Set exercise 1:
Duplicate the part of the blog post on geodesic distance between "Recently I found" and "not entirely trivial.", inclusive.
Set exercise 2:
Set down the lines of the records from their first line through the line holding "772, 319, 827]]", inclusive.

-- START OF Passage given --

**Mario's Entangled Bank » R**, and kindly contributed to R-bloggers]. (You can report issue about the content on this page here)

Want to share your content on R-bloggers? click here if you have a blog, or here if you don't.

Recently I found myself needing to calculate the distance between a large number of longitude and latitude locations. As it turns out, because the earth is a three-dimensional object, you cannot simply pretend that you are in Flatland, albeit some beg to differ. Of course, earth is not a perfect sphere either (it’s slightly ellipsoidal with a bit of extra width around the equator), so the exercise is not entirely trivial.

There are several approaches one can take, each one with its pros and cons. As one may expect, many of these methods have been implemented in various programing languages with code fragments available at various places on the web. I was not, however, able to find R code implementing the different methods, and in particular, comparing their performance. Well, that’s all the incentive I need to try to remedy this apparent deficiency – after all geodesic distance calculations is surely something people need to do on a regular basis. My aim here is to implement a few selected methods in R and do a “back of the envelope” comparison of their performance, i.e. do their results differ. More specifically I want to calculate the great-circle distance between the two points – that is, the shortest distance over the earth’s surface – giving an ‘as-the-crow-flies’ distance between the points (ignoring any hills). The great-circle distance is why those route maps in the inflight magazines look parabolic when it appears that it would be simpler to use a ruler to connect London with Vancouver.

-- END OF Passage given --
-- START OF Rows --

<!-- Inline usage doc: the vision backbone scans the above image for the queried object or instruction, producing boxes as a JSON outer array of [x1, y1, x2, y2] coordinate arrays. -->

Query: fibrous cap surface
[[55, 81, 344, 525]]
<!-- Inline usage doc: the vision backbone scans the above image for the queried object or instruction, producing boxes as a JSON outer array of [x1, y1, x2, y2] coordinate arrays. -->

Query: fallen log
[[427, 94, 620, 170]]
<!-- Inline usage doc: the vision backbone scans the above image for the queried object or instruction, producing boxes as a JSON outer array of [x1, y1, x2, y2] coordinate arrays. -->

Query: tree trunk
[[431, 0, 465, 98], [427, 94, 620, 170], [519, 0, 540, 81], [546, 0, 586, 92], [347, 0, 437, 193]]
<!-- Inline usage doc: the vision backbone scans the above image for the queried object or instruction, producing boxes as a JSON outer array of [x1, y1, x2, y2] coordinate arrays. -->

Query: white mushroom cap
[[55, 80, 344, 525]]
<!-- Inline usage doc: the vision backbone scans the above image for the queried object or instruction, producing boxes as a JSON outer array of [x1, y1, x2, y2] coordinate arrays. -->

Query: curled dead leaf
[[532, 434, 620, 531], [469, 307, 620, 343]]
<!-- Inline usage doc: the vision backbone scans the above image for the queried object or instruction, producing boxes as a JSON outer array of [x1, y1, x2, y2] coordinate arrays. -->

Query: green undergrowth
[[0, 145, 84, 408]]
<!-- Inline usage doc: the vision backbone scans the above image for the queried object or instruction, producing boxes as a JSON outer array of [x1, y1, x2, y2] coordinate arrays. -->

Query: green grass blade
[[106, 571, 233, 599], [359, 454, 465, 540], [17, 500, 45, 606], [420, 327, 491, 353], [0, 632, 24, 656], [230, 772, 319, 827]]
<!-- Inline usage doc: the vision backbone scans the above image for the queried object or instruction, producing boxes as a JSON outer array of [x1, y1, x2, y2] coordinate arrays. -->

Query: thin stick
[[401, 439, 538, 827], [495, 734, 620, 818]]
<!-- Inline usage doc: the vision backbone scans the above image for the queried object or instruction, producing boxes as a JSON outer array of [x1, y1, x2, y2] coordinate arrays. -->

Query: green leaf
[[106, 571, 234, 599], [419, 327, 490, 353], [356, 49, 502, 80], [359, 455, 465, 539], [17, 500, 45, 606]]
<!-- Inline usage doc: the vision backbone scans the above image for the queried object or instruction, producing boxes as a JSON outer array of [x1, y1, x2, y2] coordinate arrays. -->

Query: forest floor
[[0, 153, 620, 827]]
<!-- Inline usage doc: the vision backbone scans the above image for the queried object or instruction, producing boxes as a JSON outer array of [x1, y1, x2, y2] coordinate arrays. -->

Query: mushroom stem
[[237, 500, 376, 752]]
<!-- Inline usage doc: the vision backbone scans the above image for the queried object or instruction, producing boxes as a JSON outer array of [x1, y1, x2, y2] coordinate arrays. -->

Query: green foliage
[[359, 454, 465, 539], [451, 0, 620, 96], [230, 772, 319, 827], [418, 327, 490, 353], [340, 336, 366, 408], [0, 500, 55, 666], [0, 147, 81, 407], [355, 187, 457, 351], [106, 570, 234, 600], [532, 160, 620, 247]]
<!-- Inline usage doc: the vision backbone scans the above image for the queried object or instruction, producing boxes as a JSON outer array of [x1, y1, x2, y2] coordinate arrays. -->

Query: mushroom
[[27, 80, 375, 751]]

-- END OF Rows --

Output 1:
Recently I found myself needing to calculate the distance between a large number of longitude and latitude locations. As it turns out, because the earth is a three-dimensional object, you cannot simply pretend that you are in Flatland, albeit some beg to differ. Of course, earth is not a perfect sphere either (it’s slightly ellipsoidal with a bit of extra width around the equator), so the exercise is not entirely trivial.

Output 2:
<!-- Inline usage doc: the vision backbone scans the above image for the queried object or instruction, producing boxes as a JSON outer array of [x1, y1, x2, y2] coordinate arrays. -->

Query: fibrous cap surface
[[55, 81, 344, 525]]
<!-- Inline usage doc: the vision backbone scans the above image for the queried object or instruction, producing boxes as a JSON outer array of [x1, y1, x2, y2] coordinate arrays. -->

Query: fallen log
[[427, 94, 620, 170]]
<!-- Inline usage doc: the vision backbone scans the above image for the queried object or instruction, producing boxes as a JSON outer array of [x1, y1, x2, y2] coordinate arrays. -->

Query: tree trunk
[[431, 0, 465, 98], [427, 94, 620, 170], [519, 0, 540, 81], [546, 0, 586, 92], [347, 0, 437, 193]]
<!-- Inline usage doc: the vision backbone scans the above image for the queried object or instruction, producing boxes as a JSON outer array of [x1, y1, x2, y2] coordinate arrays. -->

Query: white mushroom cap
[[55, 80, 344, 525]]
<!-- Inline usage doc: the vision backbone scans the above image for the queried object or instruction, producing boxes as a JSON outer array of [x1, y1, x2, y2] coordinate arrays. -->

Query: curled dead leaf
[[532, 434, 620, 531], [469, 307, 620, 343]]
<!-- Inline usage doc: the vision backbone scans the above image for the queried object or instruction, producing boxes as a JSON outer array of [x1, y1, x2, y2] coordinate arrays. -->

Query: green undergrowth
[[0, 145, 84, 408]]
<!-- Inline usage doc: the vision backbone scans the above image for the queried object or instruction, producing boxes as a JSON outer array of [x1, y1, x2, y2] coordinate arrays. -->

Query: green grass blade
[[106, 571, 233, 599], [359, 454, 465, 540], [17, 500, 45, 606], [420, 327, 491, 353], [0, 632, 24, 656], [230, 772, 319, 827]]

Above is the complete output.